● **Problem description**
Return every line of the data that contains the string "gosling".

----------

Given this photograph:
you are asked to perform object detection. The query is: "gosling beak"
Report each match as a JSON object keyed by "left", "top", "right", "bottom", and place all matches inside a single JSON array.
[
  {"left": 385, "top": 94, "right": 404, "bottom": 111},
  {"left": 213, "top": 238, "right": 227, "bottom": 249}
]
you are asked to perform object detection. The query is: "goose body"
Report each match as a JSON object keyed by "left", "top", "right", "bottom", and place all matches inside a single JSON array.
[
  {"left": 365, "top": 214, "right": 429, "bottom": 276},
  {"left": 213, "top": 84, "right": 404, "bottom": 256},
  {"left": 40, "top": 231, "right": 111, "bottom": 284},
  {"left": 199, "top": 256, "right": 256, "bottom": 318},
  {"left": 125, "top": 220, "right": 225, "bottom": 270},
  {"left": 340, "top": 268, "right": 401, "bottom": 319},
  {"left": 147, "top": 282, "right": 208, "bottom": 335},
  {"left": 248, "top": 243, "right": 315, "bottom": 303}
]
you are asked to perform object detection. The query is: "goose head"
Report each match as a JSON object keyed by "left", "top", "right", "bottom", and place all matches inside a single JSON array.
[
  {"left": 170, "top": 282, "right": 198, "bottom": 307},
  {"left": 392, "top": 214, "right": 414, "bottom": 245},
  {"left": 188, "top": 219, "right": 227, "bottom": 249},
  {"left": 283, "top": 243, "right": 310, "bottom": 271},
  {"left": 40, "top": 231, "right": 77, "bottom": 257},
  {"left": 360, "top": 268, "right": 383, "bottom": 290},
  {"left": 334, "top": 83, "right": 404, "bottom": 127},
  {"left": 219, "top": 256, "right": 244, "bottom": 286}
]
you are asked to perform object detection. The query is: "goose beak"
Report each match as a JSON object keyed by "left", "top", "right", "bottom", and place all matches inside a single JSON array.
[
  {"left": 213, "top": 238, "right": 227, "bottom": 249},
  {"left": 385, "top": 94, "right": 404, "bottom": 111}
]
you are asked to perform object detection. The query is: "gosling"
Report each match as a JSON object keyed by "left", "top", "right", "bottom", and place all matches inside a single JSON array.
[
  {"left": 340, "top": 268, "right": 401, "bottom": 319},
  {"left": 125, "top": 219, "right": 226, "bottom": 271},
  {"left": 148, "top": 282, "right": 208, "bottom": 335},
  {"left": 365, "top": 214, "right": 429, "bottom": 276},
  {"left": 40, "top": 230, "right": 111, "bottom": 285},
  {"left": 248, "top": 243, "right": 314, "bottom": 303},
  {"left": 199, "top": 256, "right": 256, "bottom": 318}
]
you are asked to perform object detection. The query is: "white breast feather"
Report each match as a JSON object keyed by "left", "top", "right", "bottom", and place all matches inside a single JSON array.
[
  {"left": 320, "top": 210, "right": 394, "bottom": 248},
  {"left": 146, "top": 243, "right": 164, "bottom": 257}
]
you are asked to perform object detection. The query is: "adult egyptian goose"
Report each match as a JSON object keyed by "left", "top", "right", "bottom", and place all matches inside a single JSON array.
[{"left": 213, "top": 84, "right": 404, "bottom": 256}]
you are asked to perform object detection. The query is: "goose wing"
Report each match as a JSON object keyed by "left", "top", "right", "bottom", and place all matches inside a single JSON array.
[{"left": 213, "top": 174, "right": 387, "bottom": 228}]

----------

● **Response to the exercise**
you are asked to perform object detection. The query is: "gosling beak"
you are asked to perform object detection. The query is: "gosling"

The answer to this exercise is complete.